begin Quoted passage

Nothing
#' Duration-Based Quantities of Interest and Simulation Methods for the Cox Proportional Hazards Model
#'
#' The Cox proportional hazards model (implemented in R with \code{\link[survival]{coxph}} in the \code{survival}
#' package or with \code{\link[rms]{cph}} in the \code{rms} package) is one of the most frequently used estimators
#' in duration (survival) analysis. Because it is estimated using only the observed durations' rank ordering, typical
#' quantities of interest used to communicate results of the Cox model come from the hazard function (e.g., hazard ratios
#' or percentage changes in the hazard rate). These quantities are substantively vague and difficult for many audiences
#' of research to understand. The \code{coxed} package introduces a suite of methods to address these problems.
#' The package allows researchers to calculate duration-based quantities from Cox model results, such as the expected
#' duration (or survival time) given covariate values and marginal changes in duration for a specified change in a
#' covariate. These duration-based quantities often match better with researchers' substantive interests and are
#' easily understood by most readers.
#' In addition, no standard method exists for simulating durations directly from the Cox model's data generating
#' process because it does not assume a distributional form for the baseline hazard function. The \code{coxed} package
#' also contains functions to simulate general duration data that does not rely on an assumption of any particular parametric
#' hazard function.
#' @section Duration-Based Quantities of Interest for the Cox Model:
#'
#' The \code{\link[coxed]{coxed}} function generates expected durations for individual
#' observations and/or marginal changes in expected duration given a change in a covariate
#' from the Cox proportional hazards model. Specifically, the methods can compute (1) the
#' expected duration for each observation used to fit the Cox model, given the covariates,
#' (2) the expected duration for a "new" observation with a covariate profile set by the
#' analyst, or (3) the first difference, or change, in expected duration given two new data frames.
#'
#' There are two different methods of generating duration-based quantities in the package.
#' \code{\link[coxed]{coxed}} with \code{type="npsf"} calculates expected durations by using the method proposed by
#' Cox and Oakes (1984, 107-109) for estimating the cumulative baseline hazard function. This
#' method is nonparametric and results in a step-function representation of the cumulative
#' baseline hazard. Cox and Oakes (1984, 108) show that the cumulative baseline hazard function can be estimated
#' after fitting a Cox model by
#' \deqn{\hat{H}_0(t) = \sum_{\tau_j < t}\frac{d_j}{\sum_{l\in\Re(\tau_j)}\hat{\psi}(l)},}
#' where \eqn{\tau_j} represents time points earlier than \eqn{t}, \eqn{d_j} is a count of the
#' total number of failures at \eqn{\tau_j}, \eqn{\Re(\tau_j)} is the remaining risk set at \eqn{\tau_j},
#' and \eqn{\hat{\psi}(l)} represents the ELP from the Cox model for observations still in the
#' risk set at \eqn{\tau_j}. This equation is used calculate the cumulative baseline hazard at
#' all time points in the range of observed durations. This estimate is a stepwise function
#' because time points with no failures do not contribute to the cumulative hazard, so the function
#' is flat until the next time point with observed failures.

end Quoted passage
begin Stored data

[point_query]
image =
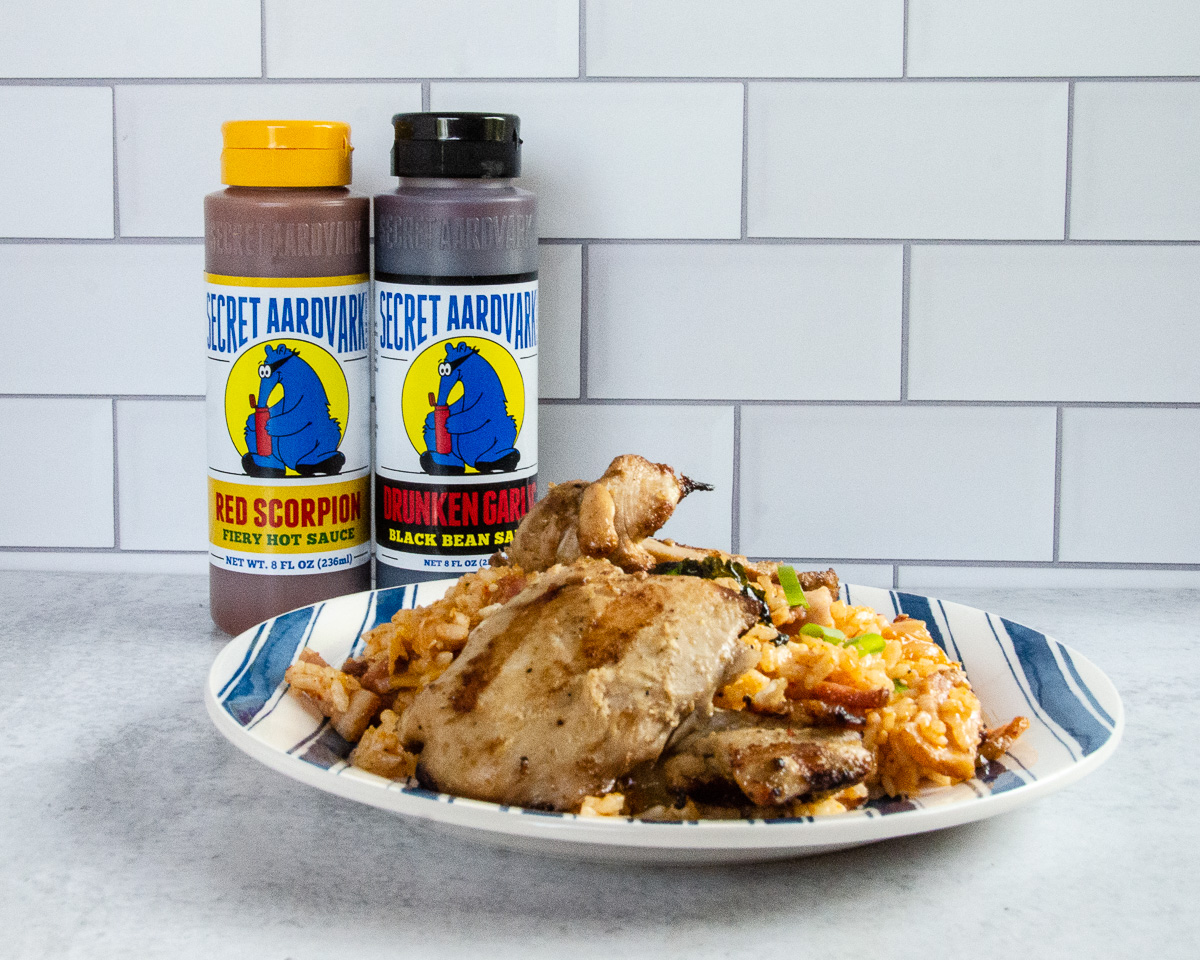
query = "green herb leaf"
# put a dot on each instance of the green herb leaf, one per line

end Stored data

Problem 1 → According to the package documentation, whose method does the coxed function with type="npsf" use to estimate the cumulative baseline hazard function?
Problem 2 → Write out the passage of the package documentation between "#' The package" and "by most readers.", inclusive.
The listing has no connection to the package documentation.

Written response 1 → The method proposed by Cox and Oakes (1984, 107-109).

Written response 2 →
#' The package allows researchers to calculate duration-based quantities from Cox model results, such as the expected
#' duration (or survival time) given covariate values and marginal changes in duration for a specified change in a
#' covariate. These duration-based quantities often match better with researchers' substantive interests and are
#' easily understood by most readers.